Rewrite every line below, starting with the line that contains "Please put a point on the sign" and going on through the last line, and adjust each coordinate in the answers by adding -130 to it.

---*---

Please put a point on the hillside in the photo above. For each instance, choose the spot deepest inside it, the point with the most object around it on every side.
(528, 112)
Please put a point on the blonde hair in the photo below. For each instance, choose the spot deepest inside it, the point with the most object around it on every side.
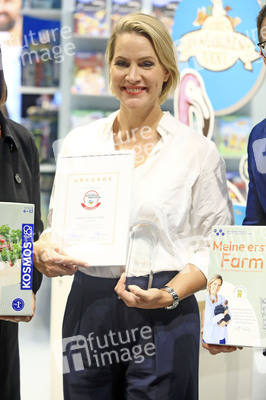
(156, 32)
(210, 282)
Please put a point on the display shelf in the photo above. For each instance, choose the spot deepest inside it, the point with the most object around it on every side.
(86, 43)
(38, 90)
(44, 13)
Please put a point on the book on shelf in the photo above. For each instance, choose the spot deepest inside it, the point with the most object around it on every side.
(16, 246)
(41, 53)
(46, 4)
(88, 76)
(90, 18)
(119, 8)
(233, 133)
(42, 121)
(165, 11)
(235, 310)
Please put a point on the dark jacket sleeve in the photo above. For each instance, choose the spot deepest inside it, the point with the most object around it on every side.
(38, 225)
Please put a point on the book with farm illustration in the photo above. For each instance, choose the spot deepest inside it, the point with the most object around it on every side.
(16, 247)
(235, 309)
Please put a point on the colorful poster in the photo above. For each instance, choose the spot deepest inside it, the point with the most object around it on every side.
(235, 310)
(218, 40)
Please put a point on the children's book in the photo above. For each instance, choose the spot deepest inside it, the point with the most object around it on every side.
(16, 247)
(165, 11)
(235, 309)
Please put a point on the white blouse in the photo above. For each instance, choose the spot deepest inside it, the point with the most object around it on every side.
(181, 187)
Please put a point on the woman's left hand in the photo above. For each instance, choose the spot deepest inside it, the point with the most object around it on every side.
(137, 297)
(21, 318)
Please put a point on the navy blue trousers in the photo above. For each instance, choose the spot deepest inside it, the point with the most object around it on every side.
(112, 352)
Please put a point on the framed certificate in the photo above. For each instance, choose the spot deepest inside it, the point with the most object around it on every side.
(92, 204)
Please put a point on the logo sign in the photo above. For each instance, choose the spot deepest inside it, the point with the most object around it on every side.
(219, 41)
(26, 256)
(91, 200)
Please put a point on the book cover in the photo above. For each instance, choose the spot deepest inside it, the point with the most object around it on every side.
(233, 133)
(16, 246)
(235, 309)
(90, 18)
(88, 76)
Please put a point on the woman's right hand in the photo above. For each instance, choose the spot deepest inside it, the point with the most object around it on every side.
(52, 261)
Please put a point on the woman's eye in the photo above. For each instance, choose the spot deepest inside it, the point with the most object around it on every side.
(121, 63)
(147, 64)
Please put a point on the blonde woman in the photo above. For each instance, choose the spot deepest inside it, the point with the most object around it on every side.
(147, 348)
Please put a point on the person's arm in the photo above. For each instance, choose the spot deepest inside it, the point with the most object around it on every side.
(50, 260)
(255, 214)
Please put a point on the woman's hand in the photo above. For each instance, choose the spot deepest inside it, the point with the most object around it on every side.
(137, 297)
(53, 261)
(20, 318)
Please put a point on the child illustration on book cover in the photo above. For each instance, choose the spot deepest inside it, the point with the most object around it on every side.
(217, 313)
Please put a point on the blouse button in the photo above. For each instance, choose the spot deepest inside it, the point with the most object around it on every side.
(18, 178)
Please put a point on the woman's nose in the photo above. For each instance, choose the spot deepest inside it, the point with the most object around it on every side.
(133, 73)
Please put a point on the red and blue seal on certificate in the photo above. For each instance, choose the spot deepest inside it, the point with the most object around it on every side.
(91, 200)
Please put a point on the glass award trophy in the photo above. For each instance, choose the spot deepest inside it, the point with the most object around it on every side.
(141, 255)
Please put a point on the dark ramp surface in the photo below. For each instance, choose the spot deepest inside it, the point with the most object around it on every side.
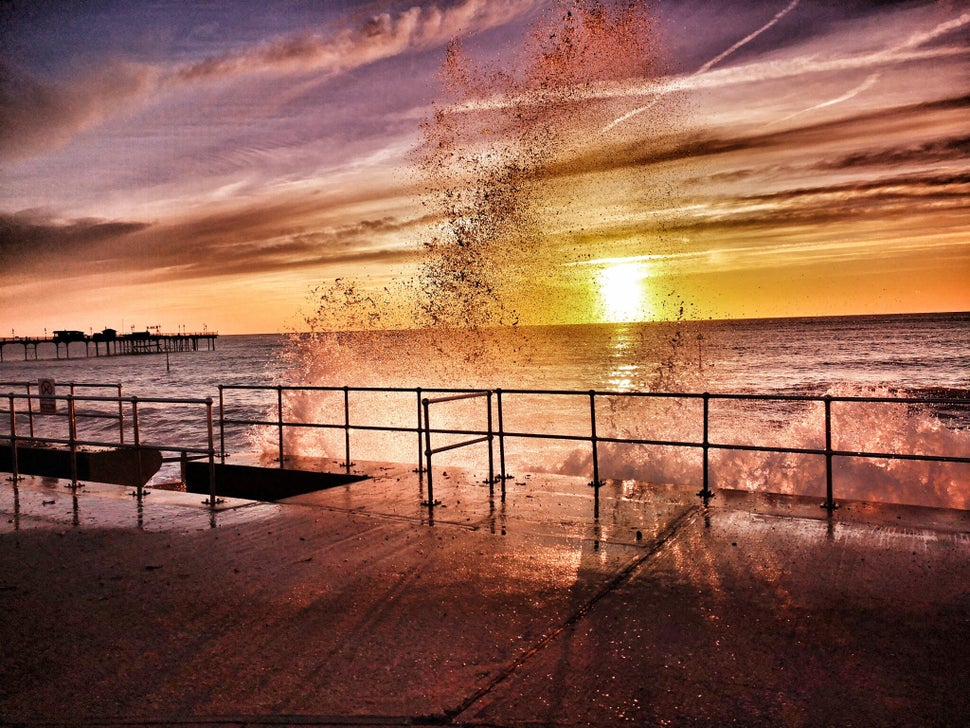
(263, 484)
(348, 607)
(124, 466)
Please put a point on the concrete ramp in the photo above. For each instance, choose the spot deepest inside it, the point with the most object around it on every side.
(263, 484)
(121, 466)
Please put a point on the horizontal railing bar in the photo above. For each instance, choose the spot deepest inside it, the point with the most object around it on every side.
(456, 445)
(456, 397)
(116, 445)
(126, 399)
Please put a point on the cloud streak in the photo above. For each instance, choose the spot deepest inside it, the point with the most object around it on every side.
(38, 116)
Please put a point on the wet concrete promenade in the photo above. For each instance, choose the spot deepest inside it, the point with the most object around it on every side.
(347, 607)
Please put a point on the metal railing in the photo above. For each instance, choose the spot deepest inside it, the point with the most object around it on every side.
(497, 403)
(70, 414)
(73, 388)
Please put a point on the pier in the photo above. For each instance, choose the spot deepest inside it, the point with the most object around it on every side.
(110, 343)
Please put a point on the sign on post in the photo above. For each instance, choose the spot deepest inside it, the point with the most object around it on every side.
(48, 405)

---*---

### RESULT FOR THIS EXERCISE
Please put a point on the sign on post in the photo above. For each instance, choose the spot deepest inside it, the point with the most object around it on every side.
(-82, 275)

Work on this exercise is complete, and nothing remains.